• _Passage extrait_
N°1-"Jung divka", 2013, acrylique sur toile, 100 x 81 cm.

«Si un savant comme lui, un philosophe, un penseur accepte les conditionnements et les limites d'un rituel qui, à nos yeux au moins, peut paraître vaguement ridicule, cela veut dire qu'il sait voir plus profondément et qu'il a vraiment laissé derrière lui toutes ces choses qui passent en général pour un comportement convenable. » Extrait de lettre de Fellini à Simenon  concernant Karl Gustav Jung (1).

 

N°1- Glaukopis. 

Cette peinture possède un intitulé fait du mélange de "pretty young girl", nom anglais, traduisible en tchèque par "krana mlada divka", soit "belle jeune fille" en français et young (jeune) pour Jung du nom du psychiatre, psychanalyste suisse Carl Gustav Jung (1875-1961), ce qui donne "krana jung divka", simplifié en "jung divka". Nous sommes à la tombé de la nuit, notre "glaukopis"  assise nue sur ses talons, les fesses dans l’eau, ouvre deux grands yeux, elle nous regarde attentivement tout en retenant son souffle, légèrement sur la défensive comme un animal découvert à l’improviste.

• _Données étudiées_
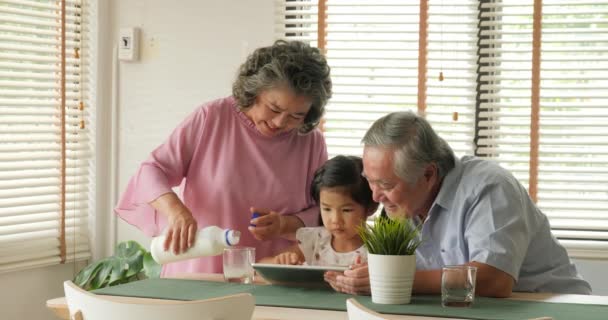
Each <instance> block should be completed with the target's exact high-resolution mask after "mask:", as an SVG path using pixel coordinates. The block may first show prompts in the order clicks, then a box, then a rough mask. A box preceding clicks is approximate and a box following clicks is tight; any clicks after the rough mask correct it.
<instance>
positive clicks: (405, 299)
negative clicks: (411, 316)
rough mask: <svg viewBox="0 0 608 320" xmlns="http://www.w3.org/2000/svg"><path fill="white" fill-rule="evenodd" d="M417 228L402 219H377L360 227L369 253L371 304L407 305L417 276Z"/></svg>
mask: <svg viewBox="0 0 608 320" xmlns="http://www.w3.org/2000/svg"><path fill="white" fill-rule="evenodd" d="M419 233H420V227H419V226H415V225H414V224H413V223H412V221H411V220H409V219H403V218H395V219H389V218H386V217H380V218H377V219H376V220H375V221H374V224H373V225H369V224H365V225H364V226H362V227H361V228H359V236H360V237H361V239H362V240H363V245H365V247H366V248H367V251H368V258H367V259H368V270H369V279H370V286H371V292H372V302H374V303H380V304H408V303H410V299H411V295H412V284H413V283H414V275H415V273H416V255H415V252H416V248H418V245H420V239H419V237H418V234H419Z"/></svg>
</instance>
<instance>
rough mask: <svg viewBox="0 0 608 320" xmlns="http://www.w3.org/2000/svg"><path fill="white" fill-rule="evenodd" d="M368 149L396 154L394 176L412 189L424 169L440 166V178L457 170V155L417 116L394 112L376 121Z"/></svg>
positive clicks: (422, 171) (403, 112)
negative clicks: (374, 148) (455, 158)
mask: <svg viewBox="0 0 608 320" xmlns="http://www.w3.org/2000/svg"><path fill="white" fill-rule="evenodd" d="M361 142H363V144H364V145H365V146H379V147H388V148H392V149H393V150H394V152H395V153H394V155H395V158H394V159H395V162H394V168H393V170H394V172H395V174H396V175H397V176H398V177H399V178H401V179H402V180H403V181H405V182H407V183H408V184H409V185H412V184H414V183H415V182H416V180H418V178H419V177H420V176H421V175H422V174H423V173H424V167H425V166H426V165H428V164H430V163H432V162H434V163H436V165H437V171H438V176H439V178H443V177H445V176H446V175H447V174H448V172H449V171H450V170H452V168H454V166H455V161H456V160H455V156H454V151H453V150H452V148H451V147H450V146H449V145H448V143H447V142H445V140H443V139H442V138H441V137H439V136H438V135H437V133H436V132H435V131H434V130H433V128H432V127H431V125H430V124H429V123H428V121H426V119H424V118H423V117H421V116H419V115H416V114H414V113H413V112H410V111H407V112H393V113H389V114H388V115H386V116H384V117H382V118H380V119H378V120H376V121H375V122H374V123H373V124H372V126H371V127H370V128H369V129H368V130H367V132H366V133H365V136H363V139H362V140H361Z"/></svg>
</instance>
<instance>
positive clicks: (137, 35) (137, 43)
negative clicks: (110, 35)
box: [118, 28, 139, 61]
mask: <svg viewBox="0 0 608 320" xmlns="http://www.w3.org/2000/svg"><path fill="white" fill-rule="evenodd" d="M118 41H119V43H118V59H120V60H121V61H137V59H138V58H139V28H120V32H119V36H118Z"/></svg>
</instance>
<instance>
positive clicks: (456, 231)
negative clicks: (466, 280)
mask: <svg viewBox="0 0 608 320" xmlns="http://www.w3.org/2000/svg"><path fill="white" fill-rule="evenodd" d="M362 141H363V144H364V151H363V166H364V167H363V173H362V174H364V175H365V177H367V179H368V181H369V184H370V186H371V188H372V191H373V194H374V200H376V201H377V202H380V203H382V205H383V206H384V209H385V210H386V212H387V213H388V216H389V217H394V216H397V215H400V214H405V215H407V217H409V218H412V219H414V220H417V221H419V222H420V223H423V225H422V231H421V237H422V241H423V242H422V244H421V246H420V247H418V250H417V252H416V267H417V271H416V276H415V279H414V287H413V291H414V292H415V293H421V294H438V293H440V292H441V268H442V267H443V266H445V265H470V266H475V267H477V286H476V293H477V294H478V295H482V296H490V297H508V296H510V295H511V292H512V291H527V292H555V293H576V294H590V293H591V287H590V286H589V284H588V283H587V282H586V281H585V280H583V278H582V277H581V276H580V275H579V274H578V272H577V270H576V267H575V265H574V264H573V263H572V262H571V261H570V259H569V258H568V254H567V252H566V250H565V249H564V247H563V246H561V245H560V244H559V242H558V241H557V240H556V238H555V237H554V236H553V235H552V234H551V229H550V226H549V221H548V220H547V217H546V216H545V215H544V214H543V213H542V212H540V210H539V209H538V208H537V207H536V205H535V204H534V203H533V201H532V199H530V197H529V195H528V193H527V191H526V190H525V188H524V187H523V186H522V185H521V184H520V183H519V182H518V181H517V180H516V179H515V177H514V176H513V175H512V174H510V173H509V172H508V171H506V170H505V169H503V168H502V167H500V166H498V165H497V164H495V163H494V162H492V161H488V160H482V159H478V158H475V157H470V156H465V157H463V158H462V159H457V158H455V156H454V153H453V151H452V149H451V148H450V146H449V145H448V144H447V143H446V142H445V141H444V140H443V139H442V138H440V137H439V136H438V135H437V134H436V133H435V131H433V129H432V128H431V126H430V125H429V123H428V122H427V121H426V120H425V119H424V118H422V117H420V116H417V115H416V114H414V113H411V112H396V113H391V114H389V115H387V116H385V117H382V118H380V119H378V120H377V121H376V122H375V123H374V124H373V125H372V127H371V128H370V129H369V130H368V131H367V133H366V134H365V137H364V138H363V140H362ZM325 279H326V281H327V282H329V283H330V284H331V285H332V287H333V288H334V289H335V290H337V291H341V292H346V293H354V294H369V292H370V287H369V276H368V271H367V265H366V264H356V265H354V266H352V269H351V270H348V271H345V272H344V274H343V275H342V274H339V273H336V272H328V273H327V274H326V276H325Z"/></svg>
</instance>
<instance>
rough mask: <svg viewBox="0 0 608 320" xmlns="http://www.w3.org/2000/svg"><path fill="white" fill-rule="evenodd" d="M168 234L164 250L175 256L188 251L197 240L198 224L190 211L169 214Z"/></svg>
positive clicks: (182, 210) (167, 234) (168, 214)
mask: <svg viewBox="0 0 608 320" xmlns="http://www.w3.org/2000/svg"><path fill="white" fill-rule="evenodd" d="M167 222H168V224H167V233H166V238H165V242H164V244H163V248H164V249H165V251H168V250H172V251H173V253H175V254H180V253H183V252H186V251H188V249H190V248H191V247H192V246H193V245H194V240H195V239H196V230H197V223H196V220H195V219H194V217H193V216H192V213H190V211H188V210H182V211H174V212H171V213H169V214H168V221H167Z"/></svg>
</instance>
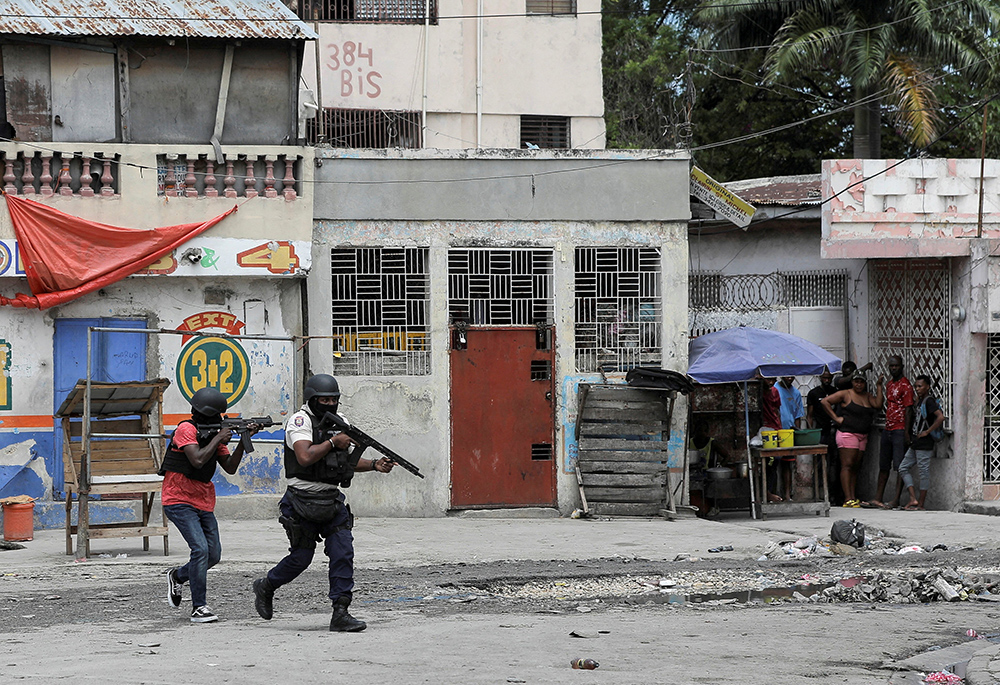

• _Consigne de travail 1_
D'après le passage extrait sur la peinture « Jung divka », quelles sont les dimensions de cette toile ?
• _Consigne de travail 2_
Réécrivez le passage sur la peinture « Jung divka » en commençant à « Cette peinture possède » et en terminant à « découvert à l’improviste. ». Remplacez « attentivement » par « fixement ».
• _Consigne de travail 3_
Prolongez le texte consacré à la peinture « Jung divka » à partir de l'endroit où il s'arrête.

• _Réponse 1_
La toile mesure 100 x 81 cm.

• _Réponse 2_
Cette peinture possède un intitulé fait du mélange de "pretty young girl", nom anglais, traduisible en tchèque par "krana mlada divka", soit "belle jeune fille" en français et young (jeune) pour Jung du nom du psychiatre, psychanalyste suisse Carl Gustav Jung (1875-1961), ce qui donne "krana jung divka", simplifié en "jung divka". Nous sommes à la tombé de la nuit, notre "glaukopis"  assise nue sur ses talons, les fesses dans l’eau, ouvre deux grands yeux, elle nous regarde fixement tout en retenant son souffle, légèrement sur la défensive comme un animal découvert à l’improviste.

• _Réponse 3_
Selon C. G. Jung l'anima (du latin anima "souffle, âme", d’où vient le terme animal) est, dans la psychologie analytique du psychiatre suisse Carl Gustav Jung, la représentation féminine au sein de l'imaginaire de l'homme. Il s’agit d’un archétype,  donc d'une formation de l’inconscient collectif, qui a son pendant chez la femme sous le nom d'animus. Cet archétype se manifeste tout au long de la vie, projeté inconsciemment, d'abord sur le parent du sexe opposé, puis sur les personnes rencontrées auxquelles sont alors prêtées les caractéristiques de cette image.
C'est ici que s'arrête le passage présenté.